#### 元の文章:
①法律改正(銃刀法・武器製造法等)の是非やダウンロード規制のあり方も含め、安全対策上、必要な措置を検討すること。

②空港やイベント会場などの金属探知機では検知できない素材で製造された凶器に係るチェック対策についても検討すること。

③成長分野である3Dプリンター製造業界へのダメージは最小化すること。

 今後、オリンピック・パラリンピック東京大会開催に向けて、外国人観光客や各地でのスポーツイベントの増加が見込まれる中、空港やイベント会場の金属探知機で検知できない樹脂製の凶器が蔓延するような状況は阻止しなければなりません。

 他方、現政権では、今年の4月から「3次元造形技術を核としたものづくり革命プログラム」をスタートしたところです。
 平成26年度予算では、40億円を計上しました。5年計画で、高速かつ高性能、使用する材料の多様化を実現した「世界最高水準の次世代産業用3Dプリンター技術の開発」を行うものです。

 3次元造形技術は、少量多品種で高付加価値の製品・部品の製造に適しており、製造業のみならず、医療、介護、住宅産業など活用できる分野が広いものですから、その技術開発や普及は阻害されるべきではないと考えています。 

 世界がインターネットで繋がり、銃の設計図のダウンロード数は既に膨大なものとなっている現状。また、3Dプリンターや素材の製造技術も目覚ましく進歩する中で、総合的な安全対策の構築には、かなりの困難が伴うでしょう。

 現行の「銃刀法」第2条では、「銃砲」の定義を「けん銃、小銃、機関銃、猟銃その他金属製弾丸を発射する機能を有する装薬銃砲及び空気銃」としています。
 素材に関わらず「金属製弾丸を発射する機能を有する銃砲」については、一部の職業等の例外を除くと所持が禁止されているということになりますが、安全確保の実効性を考えた場合に追記するべき条文の有無も含めて、自民党政調会では早急に検討を行ってまいります。

#### 表示データ:
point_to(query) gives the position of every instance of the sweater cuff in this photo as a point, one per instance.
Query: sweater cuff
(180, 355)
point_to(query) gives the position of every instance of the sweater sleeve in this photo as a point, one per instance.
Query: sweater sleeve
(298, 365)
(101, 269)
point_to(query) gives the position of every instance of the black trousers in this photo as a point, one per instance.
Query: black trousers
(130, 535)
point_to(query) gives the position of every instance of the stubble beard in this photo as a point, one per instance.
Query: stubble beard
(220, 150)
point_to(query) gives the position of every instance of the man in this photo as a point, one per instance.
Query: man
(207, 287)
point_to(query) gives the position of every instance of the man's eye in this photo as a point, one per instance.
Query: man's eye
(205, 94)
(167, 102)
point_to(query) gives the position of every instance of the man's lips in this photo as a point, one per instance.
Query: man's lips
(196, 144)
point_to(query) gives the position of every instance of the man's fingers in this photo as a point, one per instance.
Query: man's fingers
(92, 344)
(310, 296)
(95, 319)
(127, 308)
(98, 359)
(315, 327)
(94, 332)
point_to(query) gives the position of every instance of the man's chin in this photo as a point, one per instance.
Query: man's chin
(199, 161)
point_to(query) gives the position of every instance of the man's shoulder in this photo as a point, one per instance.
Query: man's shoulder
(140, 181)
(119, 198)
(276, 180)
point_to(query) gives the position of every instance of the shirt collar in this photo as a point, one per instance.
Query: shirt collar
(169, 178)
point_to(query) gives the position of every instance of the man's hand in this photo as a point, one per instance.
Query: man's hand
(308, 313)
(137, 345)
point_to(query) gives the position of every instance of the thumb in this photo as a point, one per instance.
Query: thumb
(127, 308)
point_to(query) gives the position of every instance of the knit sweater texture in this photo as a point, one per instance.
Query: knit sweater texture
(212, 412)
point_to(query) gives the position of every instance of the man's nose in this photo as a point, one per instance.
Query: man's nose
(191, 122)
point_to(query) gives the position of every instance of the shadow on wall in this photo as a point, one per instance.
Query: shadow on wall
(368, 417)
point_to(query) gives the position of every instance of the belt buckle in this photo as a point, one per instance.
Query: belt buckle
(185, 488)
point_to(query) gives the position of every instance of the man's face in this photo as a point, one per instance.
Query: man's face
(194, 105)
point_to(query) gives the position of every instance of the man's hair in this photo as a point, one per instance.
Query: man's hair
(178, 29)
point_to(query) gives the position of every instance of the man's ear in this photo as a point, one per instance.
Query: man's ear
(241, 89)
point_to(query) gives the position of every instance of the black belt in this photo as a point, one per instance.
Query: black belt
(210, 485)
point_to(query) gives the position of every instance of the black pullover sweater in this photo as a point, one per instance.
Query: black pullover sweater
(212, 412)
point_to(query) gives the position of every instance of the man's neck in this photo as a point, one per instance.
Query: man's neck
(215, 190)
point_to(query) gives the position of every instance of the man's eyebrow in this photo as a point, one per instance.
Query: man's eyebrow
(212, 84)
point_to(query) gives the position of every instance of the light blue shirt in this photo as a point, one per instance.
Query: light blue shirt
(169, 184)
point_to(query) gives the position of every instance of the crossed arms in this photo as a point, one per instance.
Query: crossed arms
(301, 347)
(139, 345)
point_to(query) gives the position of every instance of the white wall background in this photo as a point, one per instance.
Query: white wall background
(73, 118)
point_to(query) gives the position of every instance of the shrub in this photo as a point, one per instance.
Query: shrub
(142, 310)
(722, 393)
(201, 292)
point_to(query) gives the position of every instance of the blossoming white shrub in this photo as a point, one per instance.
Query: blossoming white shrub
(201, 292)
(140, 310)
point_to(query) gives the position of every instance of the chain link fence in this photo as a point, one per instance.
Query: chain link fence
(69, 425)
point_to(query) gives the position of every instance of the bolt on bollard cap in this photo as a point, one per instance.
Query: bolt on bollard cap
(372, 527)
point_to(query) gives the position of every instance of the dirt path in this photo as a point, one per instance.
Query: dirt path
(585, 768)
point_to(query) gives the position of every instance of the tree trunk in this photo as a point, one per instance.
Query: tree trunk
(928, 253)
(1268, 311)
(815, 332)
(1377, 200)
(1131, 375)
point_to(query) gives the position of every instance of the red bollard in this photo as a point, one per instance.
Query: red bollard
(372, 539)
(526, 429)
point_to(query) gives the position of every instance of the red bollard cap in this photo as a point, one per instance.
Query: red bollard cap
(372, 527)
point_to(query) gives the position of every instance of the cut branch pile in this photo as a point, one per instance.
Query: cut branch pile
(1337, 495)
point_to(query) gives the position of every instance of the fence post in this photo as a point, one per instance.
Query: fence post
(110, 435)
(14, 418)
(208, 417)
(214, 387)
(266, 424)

#### 課題:
元の文章では、平成26年度予算でいくら計上したと書かれていますか。

#### 解答例:
40億円です。